===== Dataset extract =====

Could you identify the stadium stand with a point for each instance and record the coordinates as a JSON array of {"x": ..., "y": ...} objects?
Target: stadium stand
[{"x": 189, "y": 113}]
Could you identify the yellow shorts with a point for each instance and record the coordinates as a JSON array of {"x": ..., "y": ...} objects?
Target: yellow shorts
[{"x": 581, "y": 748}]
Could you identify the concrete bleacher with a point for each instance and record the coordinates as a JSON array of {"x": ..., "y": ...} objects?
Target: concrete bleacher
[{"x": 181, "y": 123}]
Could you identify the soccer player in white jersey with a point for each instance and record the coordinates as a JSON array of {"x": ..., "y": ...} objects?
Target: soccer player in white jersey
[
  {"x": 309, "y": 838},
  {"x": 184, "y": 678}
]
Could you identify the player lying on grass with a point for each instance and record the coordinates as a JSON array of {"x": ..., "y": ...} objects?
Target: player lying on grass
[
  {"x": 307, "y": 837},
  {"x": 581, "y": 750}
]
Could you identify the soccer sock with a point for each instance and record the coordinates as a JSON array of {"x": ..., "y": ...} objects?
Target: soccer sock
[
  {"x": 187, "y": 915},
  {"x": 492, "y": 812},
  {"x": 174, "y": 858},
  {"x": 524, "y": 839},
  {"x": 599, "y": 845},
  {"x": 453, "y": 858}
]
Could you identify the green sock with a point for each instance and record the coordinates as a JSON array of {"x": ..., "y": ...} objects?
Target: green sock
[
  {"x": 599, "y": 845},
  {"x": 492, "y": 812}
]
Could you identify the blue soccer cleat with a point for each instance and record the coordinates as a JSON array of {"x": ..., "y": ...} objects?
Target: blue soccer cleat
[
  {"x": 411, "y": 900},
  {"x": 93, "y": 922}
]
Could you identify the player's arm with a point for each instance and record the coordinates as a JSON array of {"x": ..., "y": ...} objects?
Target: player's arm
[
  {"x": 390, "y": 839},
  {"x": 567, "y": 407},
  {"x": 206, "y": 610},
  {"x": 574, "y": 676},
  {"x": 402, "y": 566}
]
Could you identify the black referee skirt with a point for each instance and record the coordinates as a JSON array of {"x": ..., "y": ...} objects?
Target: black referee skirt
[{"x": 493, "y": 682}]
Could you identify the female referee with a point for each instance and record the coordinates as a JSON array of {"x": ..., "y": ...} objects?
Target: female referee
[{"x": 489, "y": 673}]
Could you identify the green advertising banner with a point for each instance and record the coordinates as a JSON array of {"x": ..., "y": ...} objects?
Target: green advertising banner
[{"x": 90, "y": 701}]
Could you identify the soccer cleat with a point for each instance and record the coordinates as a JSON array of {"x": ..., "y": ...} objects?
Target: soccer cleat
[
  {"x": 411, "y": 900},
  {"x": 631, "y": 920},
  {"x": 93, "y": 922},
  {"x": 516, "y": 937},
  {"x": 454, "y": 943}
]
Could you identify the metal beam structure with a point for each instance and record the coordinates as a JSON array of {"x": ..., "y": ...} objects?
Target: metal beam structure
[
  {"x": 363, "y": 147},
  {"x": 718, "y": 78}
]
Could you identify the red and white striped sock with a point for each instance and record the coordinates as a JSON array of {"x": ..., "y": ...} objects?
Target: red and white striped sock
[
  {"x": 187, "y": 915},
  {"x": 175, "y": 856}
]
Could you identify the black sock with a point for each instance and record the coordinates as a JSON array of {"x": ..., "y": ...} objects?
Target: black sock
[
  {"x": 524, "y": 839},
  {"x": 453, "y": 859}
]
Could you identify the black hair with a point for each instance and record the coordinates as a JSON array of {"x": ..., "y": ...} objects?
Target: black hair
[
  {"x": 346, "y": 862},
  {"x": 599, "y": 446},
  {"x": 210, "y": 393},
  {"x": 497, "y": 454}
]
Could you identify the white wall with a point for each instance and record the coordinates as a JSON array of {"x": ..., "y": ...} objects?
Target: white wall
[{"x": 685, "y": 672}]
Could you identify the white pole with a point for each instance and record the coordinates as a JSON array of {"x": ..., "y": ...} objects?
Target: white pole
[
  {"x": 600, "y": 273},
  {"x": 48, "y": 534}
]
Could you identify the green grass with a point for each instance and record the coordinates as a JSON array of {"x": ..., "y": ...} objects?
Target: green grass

=====

### What the task requires
Exactly as they are written, print the entries again.

### Finished exercise
Could you identify the stadium stand with a point for each instance and record the coordinates as a JSON array of {"x": ..., "y": ...} objects?
Target: stadium stand
[{"x": 189, "y": 113}]
Could you identify the yellow shorts with a point for each instance and record the coordinates as a JSON array of {"x": ..., "y": ...} objects?
Target: yellow shorts
[{"x": 581, "y": 748}]
Could you identify the concrete bleacher with a point for each instance and record the coordinates as a JSON array of {"x": ..., "y": ...} objects?
Target: concrete bleacher
[{"x": 181, "y": 123}]
Could you identify the soccer player in white jersey with a point for each instance and record the coordinates as a JSON array of {"x": ..., "y": ...} objects?
Target: soccer player in white jersey
[
  {"x": 309, "y": 838},
  {"x": 184, "y": 678}
]
Could you identify the player lying on grass with a point for each instance and record the coordinates as a JSON array of {"x": ..., "y": ...} objects?
Target: player lying on grass
[
  {"x": 307, "y": 837},
  {"x": 581, "y": 750}
]
Could you identify the soccer sock with a point for each instance and record the coordinates as a JSON array of {"x": ..., "y": ...} objects?
Target: soccer sock
[
  {"x": 187, "y": 915},
  {"x": 492, "y": 812},
  {"x": 174, "y": 858},
  {"x": 524, "y": 839},
  {"x": 599, "y": 845},
  {"x": 453, "y": 858}
]
Could you identify the green sock with a point for each instance and record the coordinates as a JSON array of {"x": ..., "y": ...} objects?
Target: green sock
[
  {"x": 599, "y": 845},
  {"x": 492, "y": 812}
]
Could you identify the blue soccer cleat with a point for each instance and record the coordinates as a JSON array of {"x": ..., "y": ...} objects?
Target: blue soccer cleat
[
  {"x": 411, "y": 900},
  {"x": 93, "y": 922}
]
Could you identify the player's arm with a point for each instance and record the coordinates as a JSON array of {"x": ..., "y": ...} objects?
Target: player's arm
[
  {"x": 390, "y": 839},
  {"x": 567, "y": 407},
  {"x": 206, "y": 610},
  {"x": 574, "y": 676},
  {"x": 402, "y": 566}
]
Could you identify the black referee skirt with a point for each instance and record the coordinates as a JSON array of {"x": ..., "y": ...} objects?
Target: black referee skirt
[{"x": 493, "y": 682}]
Could you identify the female referee with a point for each instance and record the coordinates as a JSON array of {"x": ..., "y": ...} objects?
Target: female referee
[{"x": 489, "y": 673}]
Could you identify the green advertising banner with a point for each instance and record the coordinates as a JSON array of {"x": ..., "y": ...} objects?
Target: green advertising banner
[{"x": 90, "y": 701}]
Could you identify the soccer cleat with a point for each instance and record the coordinates as a JSON array of {"x": ..., "y": ...} objects?
Target: soccer cleat
[
  {"x": 411, "y": 900},
  {"x": 631, "y": 920},
  {"x": 93, "y": 922},
  {"x": 516, "y": 937},
  {"x": 454, "y": 943}
]
Could you identify the metal beam structure with a point for each instance and record the coordinates as a JSON array of {"x": ..., "y": ...} objects?
Target: metal beam structure
[
  {"x": 363, "y": 147},
  {"x": 718, "y": 78}
]
Could you identify the red and white striped sock with a point for each instance and record the coordinates as a JSON array of {"x": ..., "y": ...} objects?
Target: red and white striped sock
[
  {"x": 187, "y": 915},
  {"x": 175, "y": 856}
]
Could you identify the black sock with a point for each instance and record the coordinates as a JSON array of {"x": ..., "y": ...} objects?
Target: black sock
[
  {"x": 524, "y": 839},
  {"x": 453, "y": 859}
]
Could you identify the black hair with a point for each instance and record the coordinates as a JSON array of {"x": ..., "y": ...} objects?
Target: black hair
[
  {"x": 346, "y": 862},
  {"x": 599, "y": 446},
  {"x": 210, "y": 393},
  {"x": 497, "y": 454}
]
Could you identify the white wall with a point for each instance and record the coordinates as a JSON array of {"x": ..., "y": ...} objects?
Target: white wall
[{"x": 685, "y": 672}]
Could you identify the white pole with a point for each instance and record the coordinates as a JSON array of {"x": ..., "y": ...} objects?
Target: white pole
[
  {"x": 600, "y": 273},
  {"x": 48, "y": 534}
]
Could you identify the green grass with a point for each instance and record the coordinates as a JSON array of {"x": ..., "y": ...} objects?
Target: green grass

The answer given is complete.